From the listing below, repeat the lines from the one containing "Find the falling" through the one containing "246 149 733 625", including both of those lines, character for character.

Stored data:
--

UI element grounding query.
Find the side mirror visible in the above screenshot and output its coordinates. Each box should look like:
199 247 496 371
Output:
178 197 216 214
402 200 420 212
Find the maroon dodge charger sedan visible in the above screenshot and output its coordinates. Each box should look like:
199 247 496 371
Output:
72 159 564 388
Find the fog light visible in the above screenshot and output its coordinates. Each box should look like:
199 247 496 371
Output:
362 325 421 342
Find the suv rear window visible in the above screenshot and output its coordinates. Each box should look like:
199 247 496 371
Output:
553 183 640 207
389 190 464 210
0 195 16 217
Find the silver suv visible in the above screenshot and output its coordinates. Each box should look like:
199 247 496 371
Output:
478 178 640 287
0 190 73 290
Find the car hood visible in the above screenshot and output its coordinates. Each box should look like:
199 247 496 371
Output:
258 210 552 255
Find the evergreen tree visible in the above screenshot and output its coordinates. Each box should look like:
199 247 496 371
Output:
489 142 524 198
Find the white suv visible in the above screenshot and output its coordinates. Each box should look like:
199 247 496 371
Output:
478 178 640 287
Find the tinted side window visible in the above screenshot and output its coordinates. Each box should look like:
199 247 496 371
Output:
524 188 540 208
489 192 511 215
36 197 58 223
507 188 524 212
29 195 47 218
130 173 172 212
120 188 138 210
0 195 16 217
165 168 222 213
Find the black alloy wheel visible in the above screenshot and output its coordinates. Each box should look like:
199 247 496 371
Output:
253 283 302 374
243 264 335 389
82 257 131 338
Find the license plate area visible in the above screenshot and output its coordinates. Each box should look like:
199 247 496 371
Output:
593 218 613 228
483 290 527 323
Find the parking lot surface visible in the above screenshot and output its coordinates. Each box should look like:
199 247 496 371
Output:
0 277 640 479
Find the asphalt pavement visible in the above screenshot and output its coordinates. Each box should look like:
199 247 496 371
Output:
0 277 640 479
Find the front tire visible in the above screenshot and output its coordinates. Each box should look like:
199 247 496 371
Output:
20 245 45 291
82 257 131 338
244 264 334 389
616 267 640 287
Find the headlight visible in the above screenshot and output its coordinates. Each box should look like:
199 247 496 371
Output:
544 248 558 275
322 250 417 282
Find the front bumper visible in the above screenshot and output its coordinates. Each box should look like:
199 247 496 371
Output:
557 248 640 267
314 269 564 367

--

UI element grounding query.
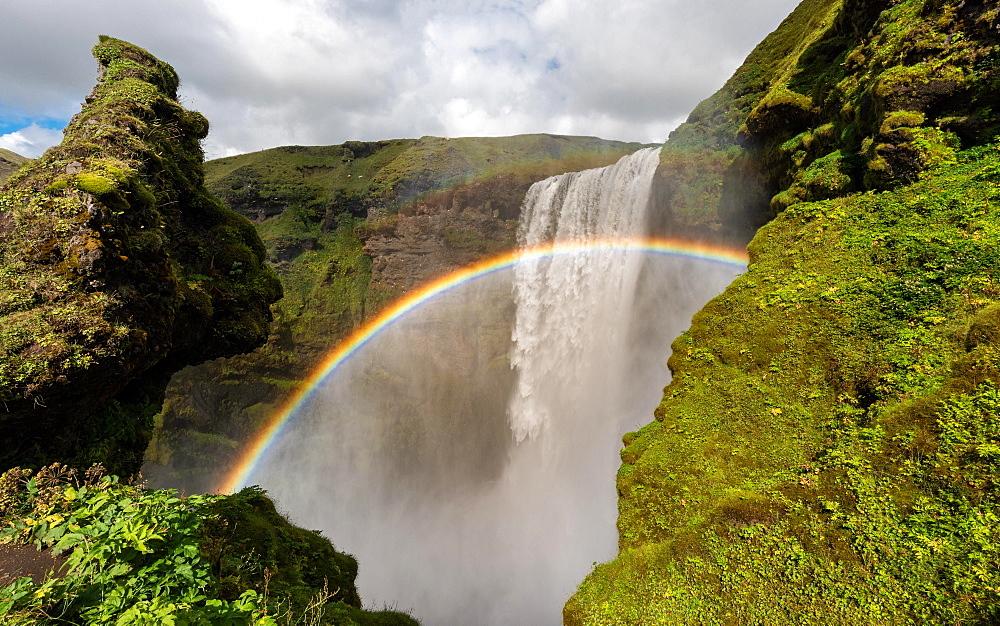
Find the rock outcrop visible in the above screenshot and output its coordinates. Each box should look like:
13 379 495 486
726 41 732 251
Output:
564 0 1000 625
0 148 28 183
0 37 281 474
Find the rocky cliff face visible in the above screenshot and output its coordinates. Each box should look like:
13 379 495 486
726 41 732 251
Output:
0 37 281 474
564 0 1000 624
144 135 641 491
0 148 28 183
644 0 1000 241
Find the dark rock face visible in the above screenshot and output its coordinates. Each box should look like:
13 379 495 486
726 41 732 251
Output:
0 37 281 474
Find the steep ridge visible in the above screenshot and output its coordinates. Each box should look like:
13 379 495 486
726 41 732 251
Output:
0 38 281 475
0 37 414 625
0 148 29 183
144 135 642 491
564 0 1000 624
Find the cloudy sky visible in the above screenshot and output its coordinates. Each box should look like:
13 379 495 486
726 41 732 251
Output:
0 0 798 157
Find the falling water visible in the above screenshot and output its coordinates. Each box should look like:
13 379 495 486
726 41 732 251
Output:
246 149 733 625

--

▶ Answer to this problem
Find the falling water visible in the above screenshot and output its coordinates. Each box should look like:
13 379 495 486
726 41 732 251
Output:
246 149 733 625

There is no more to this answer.